## Work instructions
Turn everything in the data below, from the line containing "the bicycle rear" down to the line containing "point(211, 147)", into a Markdown table with the columns Row and Line. Give each line's number under Row and its text under Line, and leave out blank lines.

--- Records for this exercise ---

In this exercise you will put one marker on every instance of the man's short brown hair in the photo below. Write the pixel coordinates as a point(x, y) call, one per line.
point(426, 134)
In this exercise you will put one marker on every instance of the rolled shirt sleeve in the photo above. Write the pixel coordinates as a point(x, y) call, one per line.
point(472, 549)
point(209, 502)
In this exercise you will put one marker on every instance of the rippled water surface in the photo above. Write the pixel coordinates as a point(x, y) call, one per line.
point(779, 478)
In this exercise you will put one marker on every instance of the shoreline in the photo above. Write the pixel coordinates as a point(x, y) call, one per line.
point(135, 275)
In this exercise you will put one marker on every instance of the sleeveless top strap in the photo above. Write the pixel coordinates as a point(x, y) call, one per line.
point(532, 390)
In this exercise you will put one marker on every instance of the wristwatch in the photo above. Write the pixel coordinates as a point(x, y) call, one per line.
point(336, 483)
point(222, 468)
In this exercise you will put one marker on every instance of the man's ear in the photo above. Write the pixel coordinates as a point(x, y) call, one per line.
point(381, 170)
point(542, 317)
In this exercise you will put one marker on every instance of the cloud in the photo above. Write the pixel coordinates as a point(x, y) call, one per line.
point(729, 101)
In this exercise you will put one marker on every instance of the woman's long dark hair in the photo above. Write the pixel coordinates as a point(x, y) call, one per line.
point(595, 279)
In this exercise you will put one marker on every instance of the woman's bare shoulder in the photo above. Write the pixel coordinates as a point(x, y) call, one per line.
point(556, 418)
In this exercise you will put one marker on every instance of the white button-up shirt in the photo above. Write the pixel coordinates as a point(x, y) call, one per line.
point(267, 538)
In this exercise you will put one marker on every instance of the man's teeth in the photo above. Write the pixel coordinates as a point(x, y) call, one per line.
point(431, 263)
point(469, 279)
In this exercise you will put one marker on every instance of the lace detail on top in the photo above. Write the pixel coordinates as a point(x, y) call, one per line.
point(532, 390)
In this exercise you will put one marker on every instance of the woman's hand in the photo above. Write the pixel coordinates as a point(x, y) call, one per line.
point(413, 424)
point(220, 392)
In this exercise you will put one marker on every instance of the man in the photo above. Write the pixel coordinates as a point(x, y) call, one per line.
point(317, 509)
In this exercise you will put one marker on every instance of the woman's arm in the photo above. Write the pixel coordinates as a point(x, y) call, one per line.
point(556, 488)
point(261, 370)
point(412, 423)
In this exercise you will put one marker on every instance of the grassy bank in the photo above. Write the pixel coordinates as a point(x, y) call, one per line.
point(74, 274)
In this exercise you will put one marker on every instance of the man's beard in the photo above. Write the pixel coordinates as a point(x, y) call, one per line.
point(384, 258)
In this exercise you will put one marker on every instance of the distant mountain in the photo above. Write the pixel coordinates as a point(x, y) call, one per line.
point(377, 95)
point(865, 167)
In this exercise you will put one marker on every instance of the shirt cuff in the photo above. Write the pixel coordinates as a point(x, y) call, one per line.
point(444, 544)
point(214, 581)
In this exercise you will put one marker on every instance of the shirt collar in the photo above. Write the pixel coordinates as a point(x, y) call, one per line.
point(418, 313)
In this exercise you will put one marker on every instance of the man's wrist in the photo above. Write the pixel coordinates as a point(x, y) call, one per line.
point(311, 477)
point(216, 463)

---
--- Records for this exercise ---

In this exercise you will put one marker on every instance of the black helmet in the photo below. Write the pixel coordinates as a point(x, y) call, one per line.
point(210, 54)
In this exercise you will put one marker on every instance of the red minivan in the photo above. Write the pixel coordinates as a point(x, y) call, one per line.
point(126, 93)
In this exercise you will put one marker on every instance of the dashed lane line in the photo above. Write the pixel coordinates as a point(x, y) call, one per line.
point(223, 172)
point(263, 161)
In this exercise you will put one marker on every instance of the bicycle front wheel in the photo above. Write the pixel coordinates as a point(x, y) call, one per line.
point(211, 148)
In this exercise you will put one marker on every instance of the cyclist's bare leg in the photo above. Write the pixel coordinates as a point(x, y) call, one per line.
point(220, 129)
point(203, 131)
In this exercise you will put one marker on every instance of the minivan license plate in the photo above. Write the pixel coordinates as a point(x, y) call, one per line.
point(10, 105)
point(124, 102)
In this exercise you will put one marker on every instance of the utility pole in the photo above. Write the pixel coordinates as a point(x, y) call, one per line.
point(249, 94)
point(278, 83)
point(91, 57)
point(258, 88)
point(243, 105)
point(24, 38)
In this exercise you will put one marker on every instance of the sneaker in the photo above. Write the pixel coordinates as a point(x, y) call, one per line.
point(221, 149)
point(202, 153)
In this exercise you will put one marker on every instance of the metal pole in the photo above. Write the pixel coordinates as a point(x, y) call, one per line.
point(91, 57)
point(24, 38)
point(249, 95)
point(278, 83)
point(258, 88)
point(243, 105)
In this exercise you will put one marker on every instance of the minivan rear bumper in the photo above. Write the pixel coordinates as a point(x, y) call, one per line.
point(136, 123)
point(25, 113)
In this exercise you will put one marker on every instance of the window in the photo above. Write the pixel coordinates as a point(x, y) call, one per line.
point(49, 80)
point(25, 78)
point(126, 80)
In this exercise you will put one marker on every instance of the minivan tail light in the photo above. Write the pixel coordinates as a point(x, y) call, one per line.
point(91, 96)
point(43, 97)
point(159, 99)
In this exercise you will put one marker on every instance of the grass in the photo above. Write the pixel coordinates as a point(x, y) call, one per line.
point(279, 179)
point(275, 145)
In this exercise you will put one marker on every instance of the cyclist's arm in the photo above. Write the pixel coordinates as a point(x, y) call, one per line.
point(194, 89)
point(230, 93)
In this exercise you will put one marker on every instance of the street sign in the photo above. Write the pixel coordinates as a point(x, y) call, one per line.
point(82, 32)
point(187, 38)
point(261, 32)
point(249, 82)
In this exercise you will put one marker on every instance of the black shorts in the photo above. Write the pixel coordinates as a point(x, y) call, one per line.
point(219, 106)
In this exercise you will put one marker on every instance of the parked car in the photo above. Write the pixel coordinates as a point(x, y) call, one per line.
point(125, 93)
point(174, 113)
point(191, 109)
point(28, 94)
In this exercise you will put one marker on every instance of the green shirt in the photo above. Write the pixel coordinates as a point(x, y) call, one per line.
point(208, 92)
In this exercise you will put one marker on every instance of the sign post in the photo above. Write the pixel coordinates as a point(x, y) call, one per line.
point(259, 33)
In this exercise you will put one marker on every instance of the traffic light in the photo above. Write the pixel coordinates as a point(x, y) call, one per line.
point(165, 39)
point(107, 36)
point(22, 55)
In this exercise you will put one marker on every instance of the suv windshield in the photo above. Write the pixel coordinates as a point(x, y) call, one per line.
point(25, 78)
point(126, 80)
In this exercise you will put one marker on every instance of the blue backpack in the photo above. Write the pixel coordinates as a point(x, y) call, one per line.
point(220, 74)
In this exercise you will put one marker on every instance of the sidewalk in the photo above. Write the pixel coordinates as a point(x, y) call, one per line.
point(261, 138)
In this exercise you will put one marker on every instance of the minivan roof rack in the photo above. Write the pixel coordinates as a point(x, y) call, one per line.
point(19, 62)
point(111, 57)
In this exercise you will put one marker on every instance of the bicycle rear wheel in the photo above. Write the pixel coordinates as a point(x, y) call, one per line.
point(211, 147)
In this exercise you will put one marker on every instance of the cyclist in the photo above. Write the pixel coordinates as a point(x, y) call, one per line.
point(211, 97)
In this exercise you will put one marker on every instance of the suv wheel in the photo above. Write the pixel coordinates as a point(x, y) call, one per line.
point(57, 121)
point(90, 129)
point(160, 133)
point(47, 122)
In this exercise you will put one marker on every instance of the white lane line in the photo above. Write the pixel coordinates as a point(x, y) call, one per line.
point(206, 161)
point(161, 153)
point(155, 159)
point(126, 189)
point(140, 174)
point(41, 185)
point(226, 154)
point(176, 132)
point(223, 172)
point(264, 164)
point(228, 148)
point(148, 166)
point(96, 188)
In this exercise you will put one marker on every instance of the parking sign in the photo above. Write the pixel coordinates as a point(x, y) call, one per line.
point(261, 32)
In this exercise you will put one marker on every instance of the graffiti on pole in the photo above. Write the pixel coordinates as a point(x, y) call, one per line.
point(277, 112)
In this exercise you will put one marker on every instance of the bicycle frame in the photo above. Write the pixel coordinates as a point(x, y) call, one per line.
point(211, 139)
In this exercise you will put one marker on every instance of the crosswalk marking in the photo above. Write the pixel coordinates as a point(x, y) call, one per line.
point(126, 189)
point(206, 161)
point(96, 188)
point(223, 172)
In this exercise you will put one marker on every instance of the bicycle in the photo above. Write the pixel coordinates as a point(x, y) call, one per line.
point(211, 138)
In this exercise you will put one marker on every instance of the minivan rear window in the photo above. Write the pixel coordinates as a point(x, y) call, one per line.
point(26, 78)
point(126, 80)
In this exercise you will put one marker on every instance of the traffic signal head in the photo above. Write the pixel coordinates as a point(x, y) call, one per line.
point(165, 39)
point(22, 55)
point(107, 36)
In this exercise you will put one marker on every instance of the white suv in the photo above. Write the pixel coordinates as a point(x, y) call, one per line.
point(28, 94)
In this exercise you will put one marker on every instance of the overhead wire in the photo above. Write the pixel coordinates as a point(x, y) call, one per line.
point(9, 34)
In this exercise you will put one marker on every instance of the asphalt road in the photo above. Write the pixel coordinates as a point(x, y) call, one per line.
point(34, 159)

---

## Exercise output
| Row | Line |
|---|---|
| 1 | In this exercise you will put one marker on every instance of the bicycle rear wheel in the photo above. Write the pixel coordinates as a point(x, y) call, one per line. |
| 2 | point(211, 147) |